■ WORK INSTRUCTIONS
- 1) Translate this sentence from the article on cigarette packaging colors into Spanish: "Pall Mall Lights, for example, are now called Pall Mall Blues and are encased in a royal-blue package."
- 2) In the article on cigarette packaging colors, what colors replaced kelly green in the packaging of the former Salem Lights?
- 3) Write out the article on cigarette packaging colors, starting with "Pall Mall Lights, for" and going on through "for R.J. Reynolds.".

■ EXTRACT TO READ
↓
Cigarette Companies Use Color to Convey ’Mild’ Message

Federal law will soon bar cigarette companies from using terms like ’mild’ and ’light’ to describe their products, but marketers are using pastels and other soft color schemes on packaging to convey the same impression, the Boston Globe reported Oct. 8.

Pall Mall Lights, for example, are now called Pall Mall Blues and are encased in a royal-blue package. The former Salem Lights are now dubbed Salem Gold Box, with the color scheme shifted from kelly green to pastels and white.

Critics see the new designs as an attempt to subvert the new tobacco-advertising laws that will be enforced by the U.S. Food and Drug Administration (FDA). Company officials deny that. “By using designations such as colors, that makes it possible for retailers and adult tobacco consumers to clearly identify the different styles moving forward,” said David Howard, a spokesperson for R.J. Reynolds.
↑
■ GIVEN ENTRIES
↓
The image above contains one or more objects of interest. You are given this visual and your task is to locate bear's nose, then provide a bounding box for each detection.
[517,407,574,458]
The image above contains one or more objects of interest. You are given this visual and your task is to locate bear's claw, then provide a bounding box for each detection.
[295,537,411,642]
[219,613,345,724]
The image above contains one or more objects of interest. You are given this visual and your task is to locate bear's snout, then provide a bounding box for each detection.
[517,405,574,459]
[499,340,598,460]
↑
↓
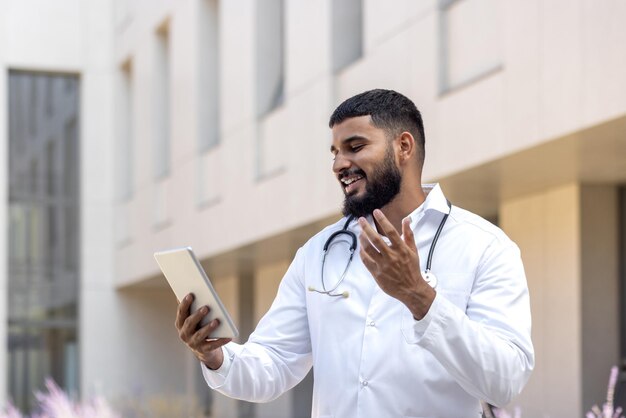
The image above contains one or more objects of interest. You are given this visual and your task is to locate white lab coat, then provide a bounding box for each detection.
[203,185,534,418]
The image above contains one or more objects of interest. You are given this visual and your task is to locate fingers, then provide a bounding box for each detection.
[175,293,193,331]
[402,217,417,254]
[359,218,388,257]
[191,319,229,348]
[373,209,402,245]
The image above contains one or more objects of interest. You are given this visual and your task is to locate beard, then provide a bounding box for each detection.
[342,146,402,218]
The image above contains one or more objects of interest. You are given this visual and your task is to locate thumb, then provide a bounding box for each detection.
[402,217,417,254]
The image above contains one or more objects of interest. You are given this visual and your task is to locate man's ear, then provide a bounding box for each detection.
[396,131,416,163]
↑
↓
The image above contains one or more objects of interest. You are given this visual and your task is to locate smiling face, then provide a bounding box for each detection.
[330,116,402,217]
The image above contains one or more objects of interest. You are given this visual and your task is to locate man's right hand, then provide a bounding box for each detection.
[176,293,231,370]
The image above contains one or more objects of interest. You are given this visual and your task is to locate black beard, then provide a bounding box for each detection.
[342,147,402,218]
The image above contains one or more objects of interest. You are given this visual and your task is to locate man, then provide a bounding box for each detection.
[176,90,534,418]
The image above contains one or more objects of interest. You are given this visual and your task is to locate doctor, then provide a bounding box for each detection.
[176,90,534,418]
↑
■ RESPONSES TO THE EXERCISE
- 1) Los Pall Mall Lights, por ejemplo, ahora se llaman Pall Mall Blues y vienen en un paquete de color azul rey.

- 2) Pastels and white.

- 3)
Pall Mall Lights, for example, are now called Pall Mall Blues and are encased in a royal-blue package. The former Salem Lights are now dubbed Salem Gold Box, with the color scheme shifted from kelly green to pastels and white.

Critics see the new designs as an attempt to subvert the new tobacco-advertising laws that will be enforced by the U.S. Food and Drug Administration (FDA). Company officials deny that. “By using designations such as colors, that makes it possible for retailers and adult tobacco consumers to clearly identify the different styles moving forward,” said David Howard, a spokesperson for R.J. Reynolds.